***** RECORD EXTRACTS

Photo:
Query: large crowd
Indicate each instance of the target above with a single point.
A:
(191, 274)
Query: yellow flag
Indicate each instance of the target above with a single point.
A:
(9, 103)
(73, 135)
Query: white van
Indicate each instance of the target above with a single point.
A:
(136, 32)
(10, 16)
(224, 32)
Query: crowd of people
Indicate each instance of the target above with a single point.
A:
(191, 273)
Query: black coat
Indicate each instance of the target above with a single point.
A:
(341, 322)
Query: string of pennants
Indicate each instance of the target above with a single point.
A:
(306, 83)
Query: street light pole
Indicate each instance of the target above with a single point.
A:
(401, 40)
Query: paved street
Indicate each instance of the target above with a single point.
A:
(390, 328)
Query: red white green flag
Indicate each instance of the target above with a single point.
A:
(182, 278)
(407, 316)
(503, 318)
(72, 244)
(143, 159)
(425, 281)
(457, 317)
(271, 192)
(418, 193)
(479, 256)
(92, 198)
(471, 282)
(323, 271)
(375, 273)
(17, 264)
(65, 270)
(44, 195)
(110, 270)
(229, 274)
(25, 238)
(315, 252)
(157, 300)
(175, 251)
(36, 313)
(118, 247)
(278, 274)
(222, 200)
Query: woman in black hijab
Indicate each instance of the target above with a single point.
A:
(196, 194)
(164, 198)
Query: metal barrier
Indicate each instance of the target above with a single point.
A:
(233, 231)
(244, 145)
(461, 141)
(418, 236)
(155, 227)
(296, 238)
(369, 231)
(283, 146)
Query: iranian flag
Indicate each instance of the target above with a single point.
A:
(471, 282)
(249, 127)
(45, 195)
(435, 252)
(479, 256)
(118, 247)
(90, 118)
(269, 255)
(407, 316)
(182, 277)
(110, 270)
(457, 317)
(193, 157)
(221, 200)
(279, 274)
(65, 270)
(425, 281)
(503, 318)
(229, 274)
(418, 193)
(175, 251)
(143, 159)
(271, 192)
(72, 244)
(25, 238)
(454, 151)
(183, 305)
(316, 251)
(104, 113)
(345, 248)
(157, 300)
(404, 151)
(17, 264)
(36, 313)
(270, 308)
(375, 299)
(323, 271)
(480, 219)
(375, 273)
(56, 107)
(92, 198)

**********

Go through the entries and copy every line that has "flag".

▸ RESULT OF THE EXERCISE
Query: yellow flag
Query: red white green flag
Query: iranian flag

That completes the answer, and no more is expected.